The records —
━━━

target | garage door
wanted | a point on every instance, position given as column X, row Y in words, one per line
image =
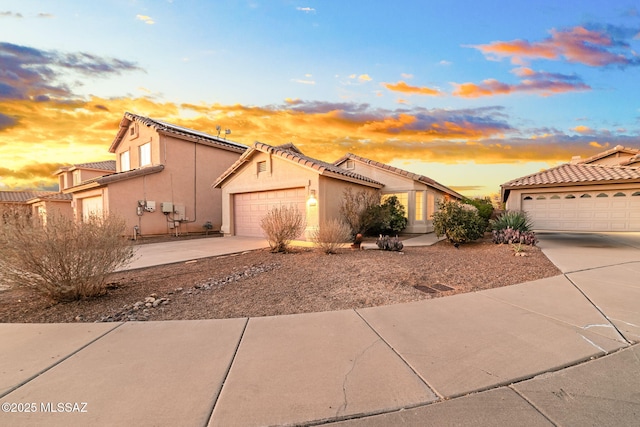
column 584, row 211
column 250, row 208
column 91, row 206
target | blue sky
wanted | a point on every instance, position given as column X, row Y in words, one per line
column 470, row 93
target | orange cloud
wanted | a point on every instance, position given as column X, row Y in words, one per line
column 578, row 44
column 403, row 87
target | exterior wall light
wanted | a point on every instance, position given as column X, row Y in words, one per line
column 312, row 198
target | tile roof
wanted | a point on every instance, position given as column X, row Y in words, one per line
column 616, row 149
column 22, row 196
column 416, row 177
column 168, row 128
column 578, row 173
column 114, row 177
column 290, row 152
column 105, row 165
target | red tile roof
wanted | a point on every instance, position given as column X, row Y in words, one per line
column 168, row 128
column 292, row 153
column 21, row 196
column 577, row 174
column 416, row 177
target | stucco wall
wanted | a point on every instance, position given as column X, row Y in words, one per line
column 279, row 174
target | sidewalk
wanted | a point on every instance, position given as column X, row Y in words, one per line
column 557, row 351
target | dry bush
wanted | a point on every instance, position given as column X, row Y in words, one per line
column 357, row 208
column 62, row 260
column 331, row 235
column 281, row 225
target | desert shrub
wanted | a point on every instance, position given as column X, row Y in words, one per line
column 281, row 225
column 510, row 236
column 516, row 220
column 460, row 223
column 358, row 209
column 62, row 260
column 387, row 243
column 331, row 235
column 485, row 209
column 387, row 218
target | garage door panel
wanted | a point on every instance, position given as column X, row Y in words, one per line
column 250, row 208
column 587, row 211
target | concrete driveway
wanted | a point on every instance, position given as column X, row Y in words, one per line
column 170, row 252
column 582, row 251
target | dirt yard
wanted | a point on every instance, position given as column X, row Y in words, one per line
column 259, row 283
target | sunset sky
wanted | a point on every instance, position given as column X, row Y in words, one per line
column 469, row 93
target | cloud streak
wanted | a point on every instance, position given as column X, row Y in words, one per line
column 541, row 83
column 597, row 47
column 29, row 73
column 403, row 87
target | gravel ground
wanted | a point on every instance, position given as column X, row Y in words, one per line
column 259, row 283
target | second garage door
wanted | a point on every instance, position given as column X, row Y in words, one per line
column 584, row 211
column 250, row 208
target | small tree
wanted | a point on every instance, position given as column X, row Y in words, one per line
column 458, row 222
column 357, row 209
column 62, row 260
column 281, row 225
column 331, row 235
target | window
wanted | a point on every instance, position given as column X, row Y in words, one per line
column 145, row 154
column 403, row 198
column 419, row 206
column 125, row 165
column 261, row 166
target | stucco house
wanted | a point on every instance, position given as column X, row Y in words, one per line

━━━

What you need to do — A line counts if it holds the word "cloud". How many lines of the entries count? Give the number only.

Answer below — 2